-- BEGIN RECORDS SUPPLIED --
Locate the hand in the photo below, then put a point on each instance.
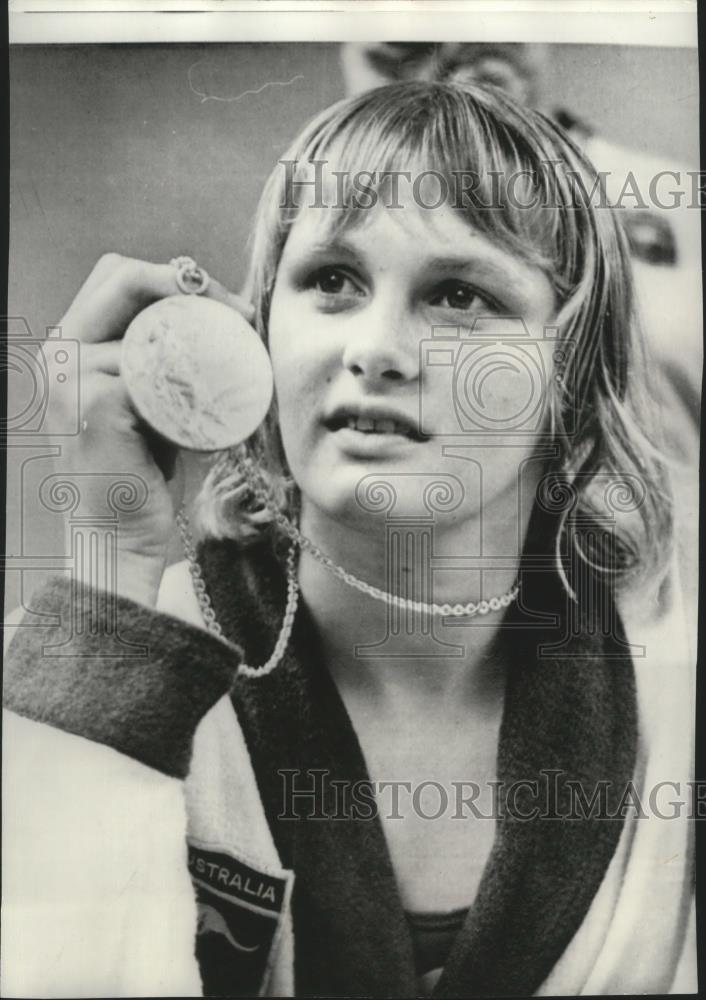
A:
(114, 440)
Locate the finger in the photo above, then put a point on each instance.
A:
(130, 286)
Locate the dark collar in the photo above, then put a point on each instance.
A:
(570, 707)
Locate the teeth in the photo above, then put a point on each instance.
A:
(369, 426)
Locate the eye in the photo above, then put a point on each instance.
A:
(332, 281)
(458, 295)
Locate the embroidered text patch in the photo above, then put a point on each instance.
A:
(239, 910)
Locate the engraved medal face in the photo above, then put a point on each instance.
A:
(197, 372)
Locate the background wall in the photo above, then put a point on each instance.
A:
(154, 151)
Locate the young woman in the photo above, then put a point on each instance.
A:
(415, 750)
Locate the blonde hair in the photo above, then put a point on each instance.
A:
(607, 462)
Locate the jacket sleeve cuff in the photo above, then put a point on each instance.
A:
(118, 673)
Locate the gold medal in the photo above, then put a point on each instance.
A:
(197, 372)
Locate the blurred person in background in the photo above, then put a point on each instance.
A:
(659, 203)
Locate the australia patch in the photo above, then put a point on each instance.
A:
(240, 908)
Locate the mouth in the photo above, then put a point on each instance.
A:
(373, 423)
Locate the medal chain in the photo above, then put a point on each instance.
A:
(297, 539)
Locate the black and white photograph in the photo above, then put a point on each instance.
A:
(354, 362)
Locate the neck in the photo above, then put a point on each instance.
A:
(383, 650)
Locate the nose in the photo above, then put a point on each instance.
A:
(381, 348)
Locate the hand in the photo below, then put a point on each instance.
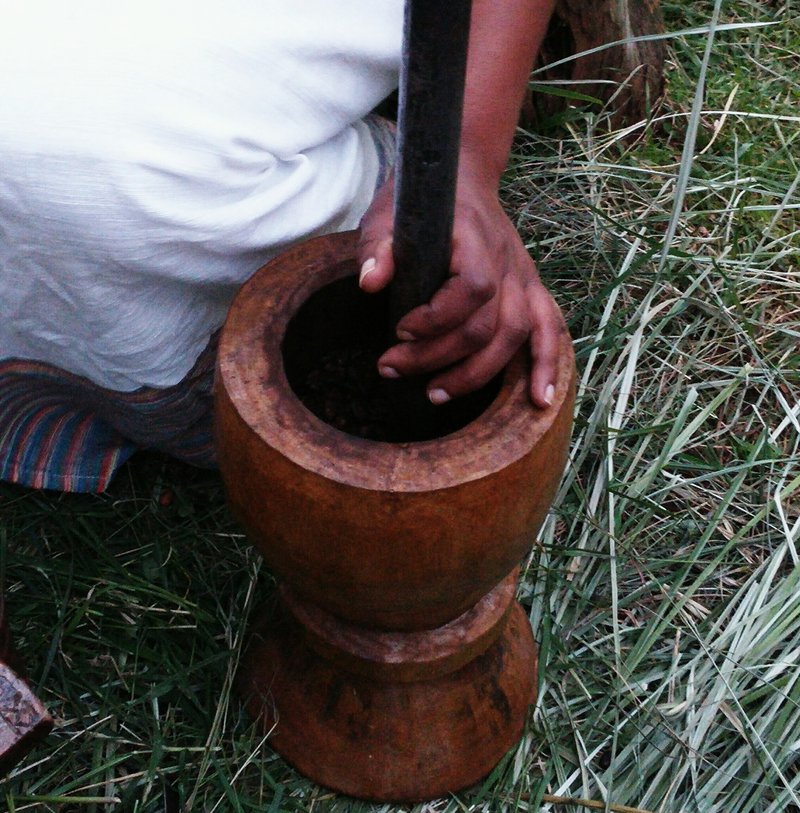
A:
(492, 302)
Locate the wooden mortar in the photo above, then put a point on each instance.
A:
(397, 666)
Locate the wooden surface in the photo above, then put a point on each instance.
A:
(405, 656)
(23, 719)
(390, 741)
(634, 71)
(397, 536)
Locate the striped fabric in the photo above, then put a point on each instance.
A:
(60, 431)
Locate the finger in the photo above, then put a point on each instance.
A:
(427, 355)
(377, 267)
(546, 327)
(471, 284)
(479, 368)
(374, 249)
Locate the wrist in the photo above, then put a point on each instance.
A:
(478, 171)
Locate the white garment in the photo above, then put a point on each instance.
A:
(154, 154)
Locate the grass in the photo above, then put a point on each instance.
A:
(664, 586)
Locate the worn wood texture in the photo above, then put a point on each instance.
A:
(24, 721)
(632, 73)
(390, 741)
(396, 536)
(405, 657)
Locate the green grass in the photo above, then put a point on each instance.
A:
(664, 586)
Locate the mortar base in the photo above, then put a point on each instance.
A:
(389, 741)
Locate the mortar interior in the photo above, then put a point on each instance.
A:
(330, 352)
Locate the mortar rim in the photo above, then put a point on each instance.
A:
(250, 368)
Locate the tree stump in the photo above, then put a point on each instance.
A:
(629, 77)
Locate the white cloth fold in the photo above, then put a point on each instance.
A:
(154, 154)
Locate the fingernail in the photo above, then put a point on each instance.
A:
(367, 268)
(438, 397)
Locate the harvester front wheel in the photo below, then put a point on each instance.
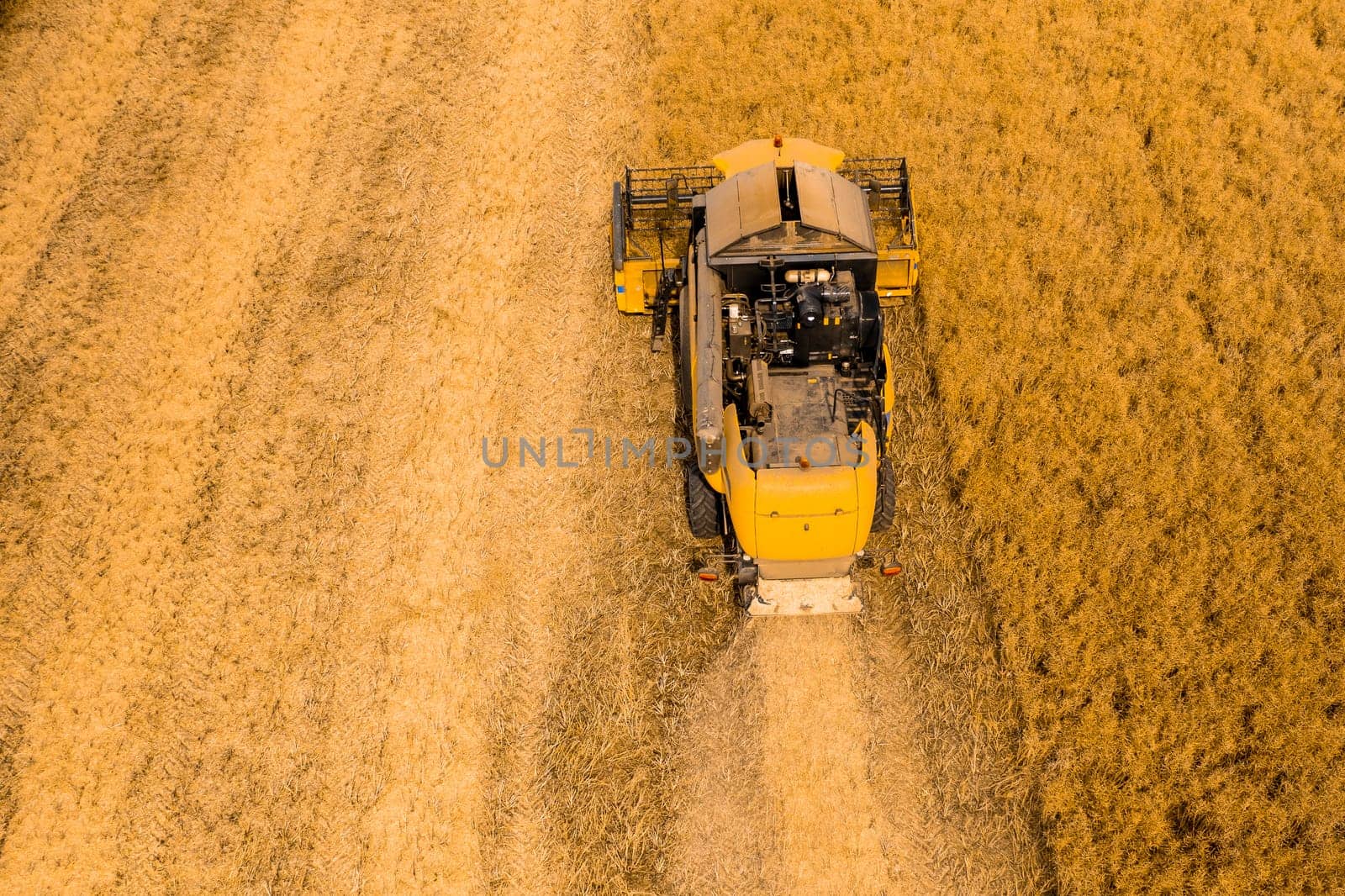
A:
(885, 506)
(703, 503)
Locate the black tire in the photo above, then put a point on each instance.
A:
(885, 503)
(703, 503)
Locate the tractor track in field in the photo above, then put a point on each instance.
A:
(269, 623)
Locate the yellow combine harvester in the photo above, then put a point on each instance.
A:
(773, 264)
-- END RECORDS SUPPLIED --
Copy the stretch from the line containing "Locate the wooden surface" through the end of the rows, leaving out the pictures.

IN RESPONSE
Locate the wooden surface in the photo above, then put a point on each instance.
A:
(405, 656)
(23, 719)
(390, 741)
(634, 71)
(397, 536)
Locate the striped fabric in the photo above, then put a point on each instance.
A:
(60, 431)
Locate the finger in the photo above, then put a point on each instance.
A:
(427, 355)
(377, 267)
(546, 327)
(471, 284)
(479, 368)
(374, 249)
Locate the wrist in the photo above, then put a point on each instance.
A:
(478, 171)
Locate the white garment in the photo above, then put a point on each instance.
A:
(154, 154)
Locate the grass in the photo above, then put a point on each instance.
A:
(664, 586)
Locate the worn wood texture in the photo above, then put a point on each instance.
A:
(24, 721)
(632, 73)
(390, 741)
(396, 536)
(405, 657)
Locate the green grass in the photo above, then put a point on each instance.
A:
(664, 586)
Locate the mortar base in the photo above, then put a point on each instance.
A:
(389, 741)
Locate the mortar interior in the photo above, then put a point on each instance.
A:
(330, 352)
Locate the mortar rim in the photo above, then put a point on each instance.
A:
(250, 368)
Locate the tree stump in the photo above, then put a point on each instance.
A:
(629, 77)
Locate the white cloth fold in the photo above, then put a point on each instance.
A:
(154, 154)
Locate the fingernail in the photo above, then put a point on each instance.
A:
(367, 268)
(438, 397)
Locate the harvester front wheel in the photo below, then put a point on each instance.
A:
(885, 506)
(703, 503)
Locate the black tire in the photo above, then put a point on each instance.
A:
(885, 503)
(703, 503)
Locate the tractor track in field in the photo above, then put a point on each instance.
A:
(269, 623)
Locate the yellow combine harvester in the photo above, then put a point on each instance.
A:
(773, 264)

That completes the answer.